» **Selected text**
━━━━━━━━━━

Dinosaur Responses PDF Print E-mail

By Laura Ricci

To protect the guilty, I won't say where this advice came from, but it was published in a well respected magazine.

In my opinion, advice like this gets organizations in trouble. Same kind of trouble some businesses found themselves when Voicemail first came on the market.

Remember the firms who promptly fired their receptionist? They shuttled every call into Voicemail.

Most offered little guidance. Unless you knew the extension of the person you were calling, you were doomed to an interminable wait in Voicemail hell.There was no way to get to a "real person" if you didn't fit into one of the options offered.

The competition ate these firms for lunch. They knew it was a bad idea to use voicemail as a barrier to your customers. Customers go where they get what they need. Some firms discovered this too late. (c)2005 Laura Ricci

Now there is a vaccum of knowledge about E-mail as a new tool. That vaccum brought out at least one consultant to espouse principles that, in my opinion, are damaging.

Here are the "Dinosaur recommendations" from this particular consultant, and my explanation as to why you'll face extinction if adopted:

Discourage E-mail traffic - "Proper etiquette also extends to his family,
who should be discouraged from sending E-mail that's not appropriate
or urgent.…reduce the volume of inessential daily E-mail.

There is no more efficient way for communication to be transmitted than by E-mail. Since E-mail can be more quickly dispatched than personal visits, more completely answered than Voicemail, and more inexpensively replied than postal mail, why would you discourage it's use? If you purge the Human Moment from your E-mail traffic you buy yourself a much larger problem!

━━━━━━━━━━

» **Items contained in a dataset**

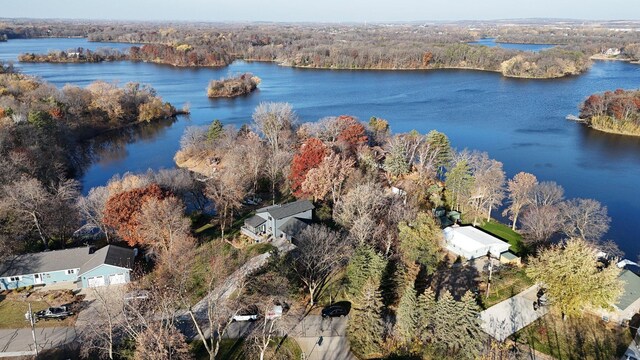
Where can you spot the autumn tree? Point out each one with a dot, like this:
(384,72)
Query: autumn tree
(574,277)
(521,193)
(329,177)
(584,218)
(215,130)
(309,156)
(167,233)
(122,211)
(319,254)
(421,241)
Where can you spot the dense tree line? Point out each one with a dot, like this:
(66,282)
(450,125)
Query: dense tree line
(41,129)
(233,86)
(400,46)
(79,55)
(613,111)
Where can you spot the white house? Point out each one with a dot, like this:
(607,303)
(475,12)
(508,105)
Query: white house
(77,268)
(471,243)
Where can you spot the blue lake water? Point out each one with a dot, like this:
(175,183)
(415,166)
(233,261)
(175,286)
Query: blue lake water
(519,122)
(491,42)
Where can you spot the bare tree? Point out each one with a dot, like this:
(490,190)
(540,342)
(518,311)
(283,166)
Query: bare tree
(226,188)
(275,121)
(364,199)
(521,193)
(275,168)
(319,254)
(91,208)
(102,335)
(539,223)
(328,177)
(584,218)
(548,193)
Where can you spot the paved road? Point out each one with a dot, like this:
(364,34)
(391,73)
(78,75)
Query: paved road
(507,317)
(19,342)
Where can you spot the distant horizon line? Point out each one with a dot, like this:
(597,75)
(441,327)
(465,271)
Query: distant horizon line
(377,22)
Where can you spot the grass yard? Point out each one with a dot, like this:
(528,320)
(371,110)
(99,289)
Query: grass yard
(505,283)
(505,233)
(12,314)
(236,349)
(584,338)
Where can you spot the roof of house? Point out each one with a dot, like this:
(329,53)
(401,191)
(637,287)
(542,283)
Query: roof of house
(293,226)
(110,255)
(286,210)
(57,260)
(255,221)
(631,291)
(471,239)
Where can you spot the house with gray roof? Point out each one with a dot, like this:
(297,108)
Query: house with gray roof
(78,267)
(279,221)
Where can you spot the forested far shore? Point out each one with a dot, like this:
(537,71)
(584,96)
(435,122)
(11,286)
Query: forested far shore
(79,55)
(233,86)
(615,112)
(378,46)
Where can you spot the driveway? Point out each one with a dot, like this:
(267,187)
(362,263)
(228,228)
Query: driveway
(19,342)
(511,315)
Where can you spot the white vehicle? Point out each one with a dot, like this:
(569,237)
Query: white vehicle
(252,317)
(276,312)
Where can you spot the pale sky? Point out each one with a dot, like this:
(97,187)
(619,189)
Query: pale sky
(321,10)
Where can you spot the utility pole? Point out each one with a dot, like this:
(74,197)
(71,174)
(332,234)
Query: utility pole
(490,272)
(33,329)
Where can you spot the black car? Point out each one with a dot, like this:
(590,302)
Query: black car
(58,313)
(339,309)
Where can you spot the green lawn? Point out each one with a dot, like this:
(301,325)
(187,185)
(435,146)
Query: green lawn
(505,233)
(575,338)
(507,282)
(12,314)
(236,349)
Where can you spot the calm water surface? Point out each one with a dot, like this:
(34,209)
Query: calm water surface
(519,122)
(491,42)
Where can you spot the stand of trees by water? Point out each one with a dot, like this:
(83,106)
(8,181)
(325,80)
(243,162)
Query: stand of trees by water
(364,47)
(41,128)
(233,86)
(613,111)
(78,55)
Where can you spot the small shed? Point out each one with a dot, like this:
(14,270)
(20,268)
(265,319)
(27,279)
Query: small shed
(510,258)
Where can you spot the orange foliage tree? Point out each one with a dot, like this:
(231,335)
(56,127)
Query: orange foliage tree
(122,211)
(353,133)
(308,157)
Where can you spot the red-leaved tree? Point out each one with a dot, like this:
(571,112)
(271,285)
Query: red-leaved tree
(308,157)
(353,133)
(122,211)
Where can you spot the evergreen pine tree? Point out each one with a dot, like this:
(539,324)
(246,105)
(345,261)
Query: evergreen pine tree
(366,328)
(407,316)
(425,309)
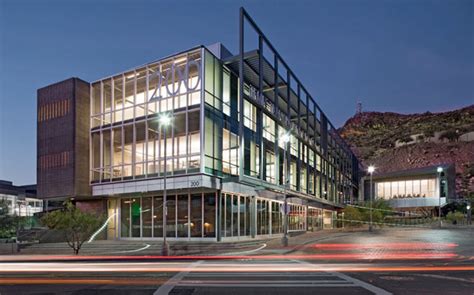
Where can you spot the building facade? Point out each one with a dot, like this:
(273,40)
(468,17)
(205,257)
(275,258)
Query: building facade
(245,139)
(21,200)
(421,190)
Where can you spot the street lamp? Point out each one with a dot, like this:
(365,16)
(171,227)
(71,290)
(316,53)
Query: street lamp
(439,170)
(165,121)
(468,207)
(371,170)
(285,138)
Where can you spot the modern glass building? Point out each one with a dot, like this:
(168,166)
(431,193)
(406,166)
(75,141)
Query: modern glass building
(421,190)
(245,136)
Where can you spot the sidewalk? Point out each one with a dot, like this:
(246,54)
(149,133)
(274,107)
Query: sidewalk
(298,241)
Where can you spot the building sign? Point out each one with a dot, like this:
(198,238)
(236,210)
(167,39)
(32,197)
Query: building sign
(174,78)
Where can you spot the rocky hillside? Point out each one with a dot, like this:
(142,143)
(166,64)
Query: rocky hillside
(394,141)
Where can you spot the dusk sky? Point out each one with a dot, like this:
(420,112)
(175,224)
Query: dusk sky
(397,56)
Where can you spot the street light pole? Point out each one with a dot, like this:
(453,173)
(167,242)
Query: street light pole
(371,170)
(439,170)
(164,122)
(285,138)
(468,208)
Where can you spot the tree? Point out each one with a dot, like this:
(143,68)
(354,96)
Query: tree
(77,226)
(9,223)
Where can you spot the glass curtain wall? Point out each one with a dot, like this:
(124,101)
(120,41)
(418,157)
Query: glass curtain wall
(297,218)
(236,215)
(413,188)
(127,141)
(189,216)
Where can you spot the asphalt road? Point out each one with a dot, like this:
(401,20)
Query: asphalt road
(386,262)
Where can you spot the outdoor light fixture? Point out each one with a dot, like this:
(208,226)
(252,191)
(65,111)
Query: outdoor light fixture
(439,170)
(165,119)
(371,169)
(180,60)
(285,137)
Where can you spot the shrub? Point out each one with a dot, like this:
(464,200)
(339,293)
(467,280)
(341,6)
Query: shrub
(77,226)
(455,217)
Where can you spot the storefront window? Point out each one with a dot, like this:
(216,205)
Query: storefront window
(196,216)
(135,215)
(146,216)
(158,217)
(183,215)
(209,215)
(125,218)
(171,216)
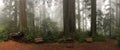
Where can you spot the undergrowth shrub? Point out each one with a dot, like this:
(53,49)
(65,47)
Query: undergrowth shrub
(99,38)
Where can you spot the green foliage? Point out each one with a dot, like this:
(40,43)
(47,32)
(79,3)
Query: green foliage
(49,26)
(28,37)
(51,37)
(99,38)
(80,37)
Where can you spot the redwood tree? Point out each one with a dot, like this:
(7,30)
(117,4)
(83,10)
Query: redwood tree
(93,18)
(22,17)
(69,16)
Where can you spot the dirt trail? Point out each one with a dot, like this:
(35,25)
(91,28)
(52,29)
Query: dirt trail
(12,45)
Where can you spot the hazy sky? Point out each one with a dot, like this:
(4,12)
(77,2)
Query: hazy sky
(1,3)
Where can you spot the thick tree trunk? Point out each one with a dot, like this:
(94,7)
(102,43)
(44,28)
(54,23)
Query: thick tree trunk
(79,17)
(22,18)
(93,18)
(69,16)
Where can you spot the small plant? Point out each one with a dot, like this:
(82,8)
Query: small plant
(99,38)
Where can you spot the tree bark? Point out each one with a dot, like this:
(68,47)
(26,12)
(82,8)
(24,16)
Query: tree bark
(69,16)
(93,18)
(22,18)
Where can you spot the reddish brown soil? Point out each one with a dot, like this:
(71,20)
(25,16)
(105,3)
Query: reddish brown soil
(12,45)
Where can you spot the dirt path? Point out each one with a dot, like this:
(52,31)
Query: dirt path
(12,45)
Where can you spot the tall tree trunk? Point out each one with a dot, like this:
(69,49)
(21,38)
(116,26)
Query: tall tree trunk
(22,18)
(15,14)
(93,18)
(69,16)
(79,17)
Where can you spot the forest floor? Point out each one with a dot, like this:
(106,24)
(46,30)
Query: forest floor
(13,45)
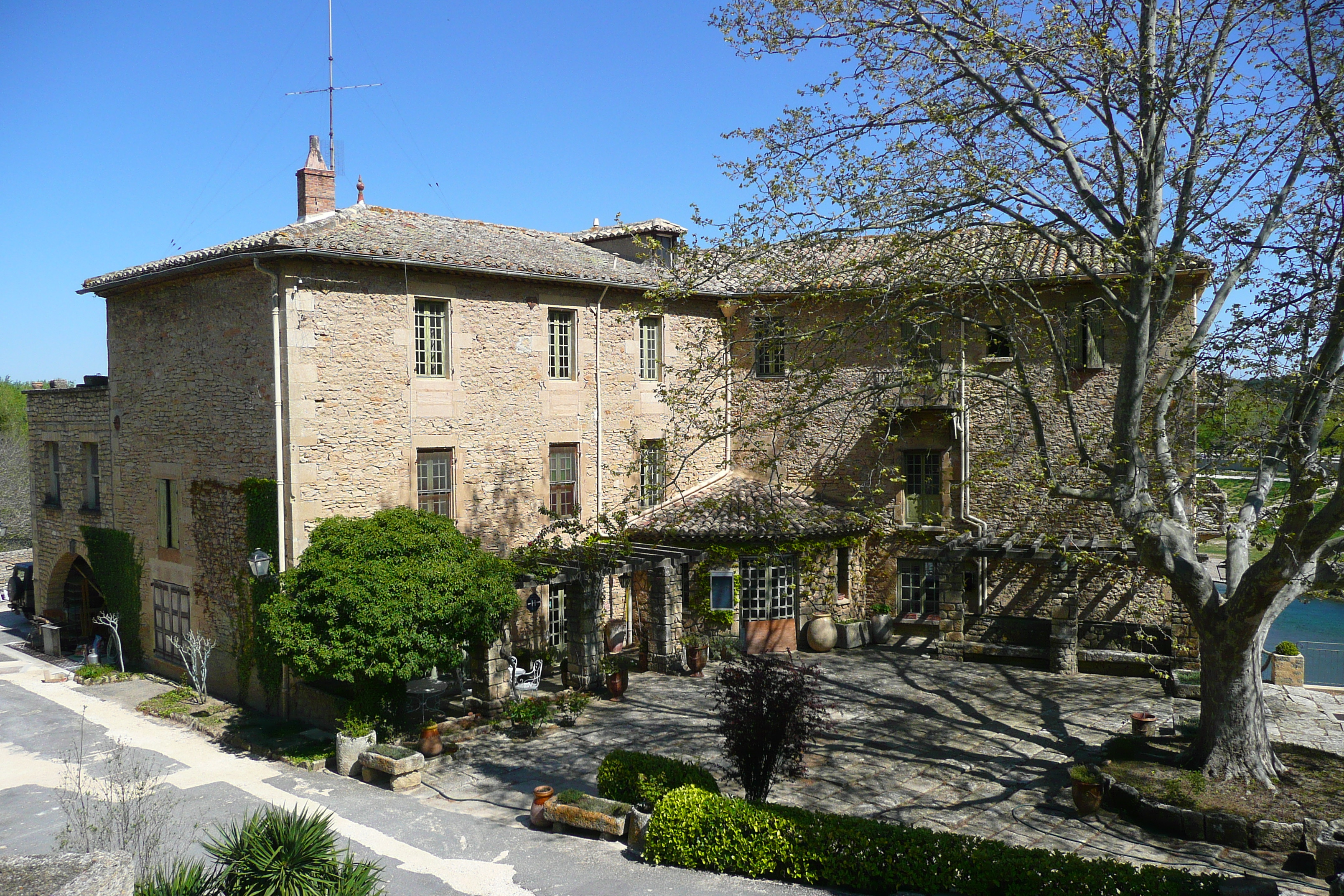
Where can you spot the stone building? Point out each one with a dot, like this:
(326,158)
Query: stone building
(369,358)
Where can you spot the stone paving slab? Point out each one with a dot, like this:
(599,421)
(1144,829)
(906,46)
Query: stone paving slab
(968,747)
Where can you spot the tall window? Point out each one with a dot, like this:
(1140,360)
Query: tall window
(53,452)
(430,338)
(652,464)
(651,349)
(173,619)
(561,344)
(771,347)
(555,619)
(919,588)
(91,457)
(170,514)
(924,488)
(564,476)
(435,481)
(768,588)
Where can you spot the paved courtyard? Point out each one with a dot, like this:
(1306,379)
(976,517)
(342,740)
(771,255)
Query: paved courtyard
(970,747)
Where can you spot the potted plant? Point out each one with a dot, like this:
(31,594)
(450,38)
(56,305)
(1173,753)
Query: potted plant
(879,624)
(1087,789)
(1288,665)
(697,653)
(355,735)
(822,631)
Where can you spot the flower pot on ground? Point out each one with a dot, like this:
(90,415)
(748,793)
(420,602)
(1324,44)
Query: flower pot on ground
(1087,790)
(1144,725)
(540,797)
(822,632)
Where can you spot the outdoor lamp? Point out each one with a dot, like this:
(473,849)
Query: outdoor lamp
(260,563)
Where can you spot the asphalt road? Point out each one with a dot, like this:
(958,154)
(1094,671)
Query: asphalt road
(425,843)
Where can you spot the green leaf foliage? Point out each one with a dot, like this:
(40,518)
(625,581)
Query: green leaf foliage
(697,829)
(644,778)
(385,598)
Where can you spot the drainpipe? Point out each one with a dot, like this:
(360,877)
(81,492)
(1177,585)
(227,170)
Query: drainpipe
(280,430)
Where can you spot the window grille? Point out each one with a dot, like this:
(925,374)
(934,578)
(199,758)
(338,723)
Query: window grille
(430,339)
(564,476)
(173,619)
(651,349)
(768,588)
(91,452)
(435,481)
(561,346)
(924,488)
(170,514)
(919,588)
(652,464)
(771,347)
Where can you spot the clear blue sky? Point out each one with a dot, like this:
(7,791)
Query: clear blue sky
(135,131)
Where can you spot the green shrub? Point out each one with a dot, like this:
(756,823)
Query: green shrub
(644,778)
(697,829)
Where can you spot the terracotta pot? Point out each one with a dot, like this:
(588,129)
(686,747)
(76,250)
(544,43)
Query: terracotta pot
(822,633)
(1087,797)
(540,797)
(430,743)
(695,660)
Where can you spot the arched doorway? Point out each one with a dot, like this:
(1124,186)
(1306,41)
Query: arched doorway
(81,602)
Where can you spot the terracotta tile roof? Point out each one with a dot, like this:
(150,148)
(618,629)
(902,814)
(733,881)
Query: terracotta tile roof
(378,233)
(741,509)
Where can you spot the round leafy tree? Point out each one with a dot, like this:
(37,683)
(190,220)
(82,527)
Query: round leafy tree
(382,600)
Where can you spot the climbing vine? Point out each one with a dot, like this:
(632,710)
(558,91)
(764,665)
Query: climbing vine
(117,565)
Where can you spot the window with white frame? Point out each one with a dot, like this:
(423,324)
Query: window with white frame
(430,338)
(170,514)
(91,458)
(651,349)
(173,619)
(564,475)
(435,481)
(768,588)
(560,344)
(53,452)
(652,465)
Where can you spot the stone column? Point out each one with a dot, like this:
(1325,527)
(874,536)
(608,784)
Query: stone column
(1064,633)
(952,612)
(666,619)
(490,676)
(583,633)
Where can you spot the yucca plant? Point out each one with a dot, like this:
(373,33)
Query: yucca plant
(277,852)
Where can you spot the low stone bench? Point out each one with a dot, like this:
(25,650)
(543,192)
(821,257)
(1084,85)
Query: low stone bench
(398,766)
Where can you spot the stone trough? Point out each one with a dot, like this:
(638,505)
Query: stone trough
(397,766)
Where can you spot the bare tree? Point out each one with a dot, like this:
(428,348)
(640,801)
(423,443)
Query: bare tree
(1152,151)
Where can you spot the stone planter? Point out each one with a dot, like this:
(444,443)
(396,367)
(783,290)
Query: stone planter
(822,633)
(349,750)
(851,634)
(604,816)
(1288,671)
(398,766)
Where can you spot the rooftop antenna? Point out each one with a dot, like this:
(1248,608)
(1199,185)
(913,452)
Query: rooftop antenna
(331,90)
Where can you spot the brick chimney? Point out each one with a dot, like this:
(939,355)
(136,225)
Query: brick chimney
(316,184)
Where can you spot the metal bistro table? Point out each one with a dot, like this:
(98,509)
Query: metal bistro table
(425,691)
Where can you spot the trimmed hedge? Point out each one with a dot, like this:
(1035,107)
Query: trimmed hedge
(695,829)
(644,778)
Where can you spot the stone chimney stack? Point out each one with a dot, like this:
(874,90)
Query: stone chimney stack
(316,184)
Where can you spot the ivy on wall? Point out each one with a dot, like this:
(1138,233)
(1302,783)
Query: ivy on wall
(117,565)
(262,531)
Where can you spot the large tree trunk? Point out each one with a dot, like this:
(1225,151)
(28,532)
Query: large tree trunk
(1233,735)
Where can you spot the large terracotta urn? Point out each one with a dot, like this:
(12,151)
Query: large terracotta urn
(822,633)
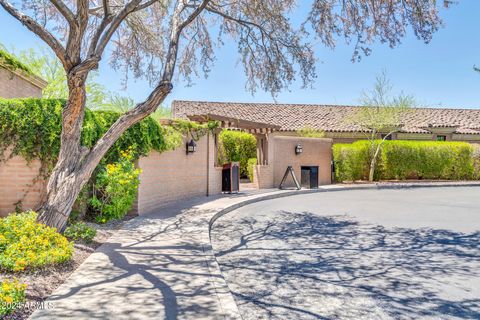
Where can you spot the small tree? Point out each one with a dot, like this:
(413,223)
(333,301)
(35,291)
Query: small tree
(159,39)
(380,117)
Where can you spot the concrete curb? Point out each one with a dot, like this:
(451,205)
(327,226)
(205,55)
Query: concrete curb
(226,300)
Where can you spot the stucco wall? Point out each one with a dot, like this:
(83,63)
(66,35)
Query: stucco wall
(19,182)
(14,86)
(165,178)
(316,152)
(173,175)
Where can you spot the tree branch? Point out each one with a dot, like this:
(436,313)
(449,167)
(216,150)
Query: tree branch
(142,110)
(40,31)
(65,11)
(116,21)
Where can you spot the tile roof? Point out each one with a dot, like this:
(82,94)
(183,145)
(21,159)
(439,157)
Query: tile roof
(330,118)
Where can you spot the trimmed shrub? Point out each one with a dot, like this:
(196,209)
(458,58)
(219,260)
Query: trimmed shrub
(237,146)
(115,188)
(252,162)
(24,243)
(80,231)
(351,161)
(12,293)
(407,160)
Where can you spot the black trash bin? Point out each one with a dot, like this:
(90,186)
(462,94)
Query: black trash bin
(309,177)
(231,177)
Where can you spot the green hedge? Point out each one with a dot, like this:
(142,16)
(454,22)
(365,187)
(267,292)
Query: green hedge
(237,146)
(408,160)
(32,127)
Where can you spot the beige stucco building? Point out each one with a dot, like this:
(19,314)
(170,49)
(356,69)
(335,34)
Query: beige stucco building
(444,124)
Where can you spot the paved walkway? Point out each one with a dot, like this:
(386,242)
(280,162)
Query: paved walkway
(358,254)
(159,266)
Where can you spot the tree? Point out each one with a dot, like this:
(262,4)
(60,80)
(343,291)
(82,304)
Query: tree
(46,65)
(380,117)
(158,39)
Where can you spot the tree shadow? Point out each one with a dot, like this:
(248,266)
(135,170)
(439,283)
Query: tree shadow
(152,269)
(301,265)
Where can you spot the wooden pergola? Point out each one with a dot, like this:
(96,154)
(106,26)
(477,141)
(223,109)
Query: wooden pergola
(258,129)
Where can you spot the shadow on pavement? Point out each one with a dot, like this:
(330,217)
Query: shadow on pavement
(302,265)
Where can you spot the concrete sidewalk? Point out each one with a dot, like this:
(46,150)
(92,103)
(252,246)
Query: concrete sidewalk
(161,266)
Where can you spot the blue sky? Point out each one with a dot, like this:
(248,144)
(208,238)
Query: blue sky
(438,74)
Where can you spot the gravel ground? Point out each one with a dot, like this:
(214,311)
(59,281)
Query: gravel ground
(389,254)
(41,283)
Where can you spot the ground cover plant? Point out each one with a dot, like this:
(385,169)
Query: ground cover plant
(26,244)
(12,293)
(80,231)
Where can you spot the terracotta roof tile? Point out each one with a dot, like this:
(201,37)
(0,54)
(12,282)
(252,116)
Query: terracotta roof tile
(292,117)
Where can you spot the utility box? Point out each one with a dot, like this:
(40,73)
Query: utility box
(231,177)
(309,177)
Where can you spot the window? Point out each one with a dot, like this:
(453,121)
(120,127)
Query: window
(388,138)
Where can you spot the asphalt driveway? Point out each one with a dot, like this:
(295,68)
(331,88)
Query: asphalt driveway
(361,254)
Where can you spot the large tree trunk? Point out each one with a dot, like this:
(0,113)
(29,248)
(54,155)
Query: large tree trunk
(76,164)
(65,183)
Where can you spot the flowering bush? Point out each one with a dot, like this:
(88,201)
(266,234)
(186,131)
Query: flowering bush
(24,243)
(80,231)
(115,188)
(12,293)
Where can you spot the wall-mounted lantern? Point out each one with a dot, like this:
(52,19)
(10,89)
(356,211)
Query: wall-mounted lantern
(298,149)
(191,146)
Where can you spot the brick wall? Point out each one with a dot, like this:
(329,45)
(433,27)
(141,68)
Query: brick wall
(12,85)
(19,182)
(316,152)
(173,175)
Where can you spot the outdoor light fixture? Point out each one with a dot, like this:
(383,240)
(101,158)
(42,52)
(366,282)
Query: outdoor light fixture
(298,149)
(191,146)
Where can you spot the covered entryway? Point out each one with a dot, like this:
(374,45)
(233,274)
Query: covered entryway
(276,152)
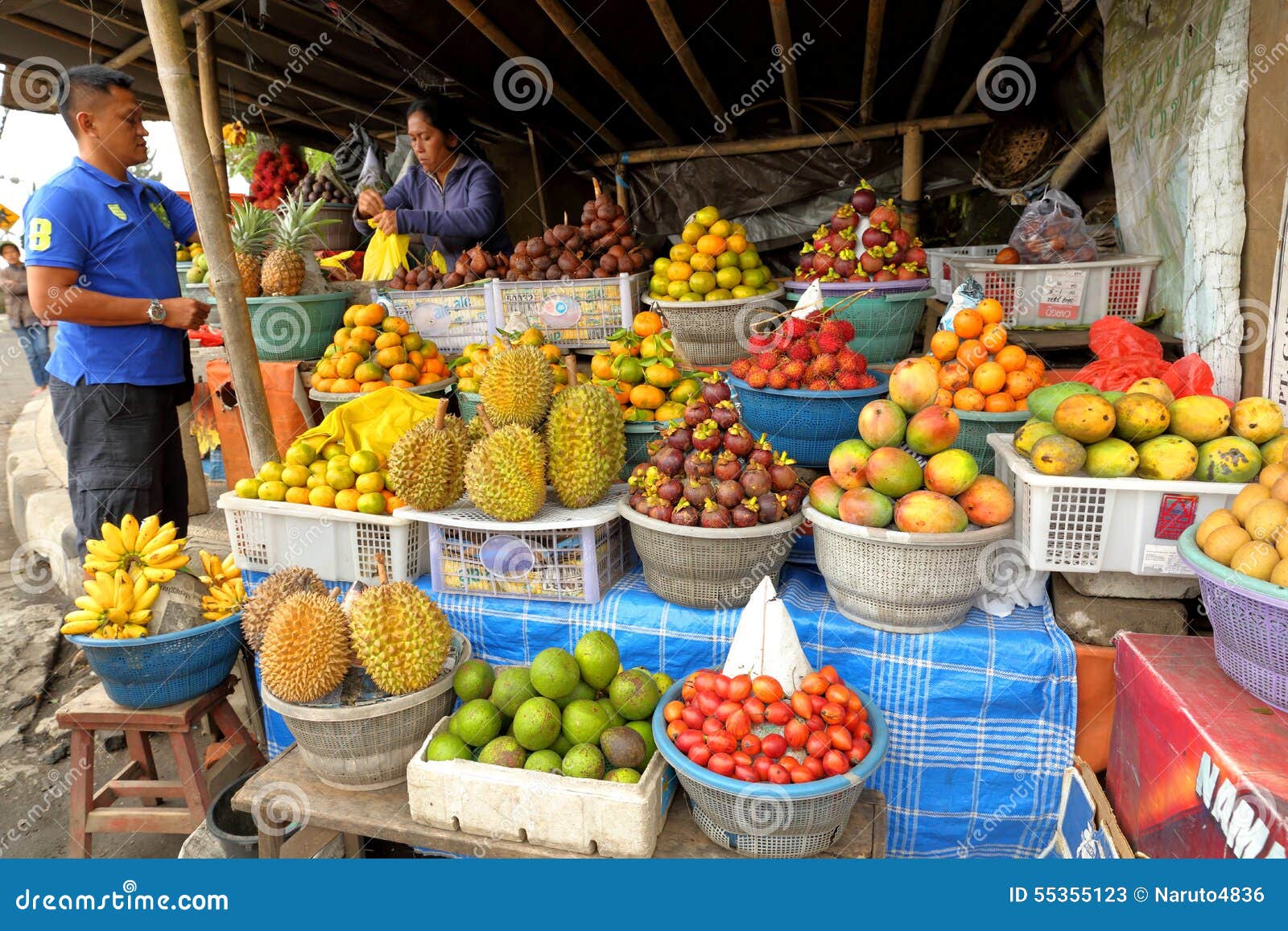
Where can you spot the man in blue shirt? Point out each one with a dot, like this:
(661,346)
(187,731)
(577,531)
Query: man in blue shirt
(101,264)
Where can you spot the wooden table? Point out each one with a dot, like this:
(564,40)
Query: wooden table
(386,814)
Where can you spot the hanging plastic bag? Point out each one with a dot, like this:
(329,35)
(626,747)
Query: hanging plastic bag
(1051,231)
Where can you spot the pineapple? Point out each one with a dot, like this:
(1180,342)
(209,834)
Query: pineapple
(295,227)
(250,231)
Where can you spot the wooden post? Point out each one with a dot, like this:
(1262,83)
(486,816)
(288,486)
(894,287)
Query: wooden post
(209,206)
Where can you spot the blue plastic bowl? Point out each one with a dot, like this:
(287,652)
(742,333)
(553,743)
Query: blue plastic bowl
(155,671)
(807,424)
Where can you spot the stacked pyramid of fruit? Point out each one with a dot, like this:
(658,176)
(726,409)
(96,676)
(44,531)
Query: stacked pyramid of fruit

━━━━━━━━━━

» **What you are asked to do**
Finish out the next part of the article on "Dinosaur recommendations" for email, picking up after its last paragraph. These items were taken from a different source than the article.

» **Task answer**
Train your secretaries to screen and triage your E-mail.
They can be taught to forward some mail to the appropriate person and to inform
the sender politely to send the message elsewhere; this will help to train others on appropriate E-mail use and will help them realize that Steve should not be
bothered with problems best handled by others.

Instead, this will train everyone that Steve does not want to be bothered. The only way you'll have a relationship with Steve is to hang out at his office. You don't dare tread off the "strictly business" path in an e-mail, because the secretaries are reading everything. Very chilling atmosphere.

The secretaries should also be taught to prioritize messages
and to print out and hand deliver urgent and important missives.

Few secretaries have the confidence to prioritize messages they don't fully understand. Steve will end up with most messages printed out and now instead of hitting the delete key he gets to lug the paper around until he can wade through it and then hit the wastebasket with the discards.

But then again, if he is a senior executive or working for a firm getting ready for an IPO, he must seek out a paper shredder, or carry the wad back to his office for shredding. Convenient, no? (c)2005 Laura Ricci

If his secretaries cannot provide sufficient assistance to triage his messages,
then he needs higher level staff support. This person may be a well-qualified
assistant or someone at Steve's level who can take on some of his workload.

First, who has secretaries? Second, hire someone "at Steve's level"? There are no clones. Making these distinctions for an executive would take years of experience. The consultant suggests that if the secretary/assistant/peer can't do it, there is something wrong with them.

Steve should limit the times at which he reads his E-mail.

The first thing I agree with. E-mail allows you to be asynchronous. You can work with a team around the globe because it doesn't matter that it is 2 a.m. in London when you answer the E-mail. They will get your response in a few hours when they get into the office.

The luxury of being able to set aside specific times for activities because you don't have to be available to answer the phone or attend meetings is magical. But you must master the medium by not opening the In box and letting it take over your workday.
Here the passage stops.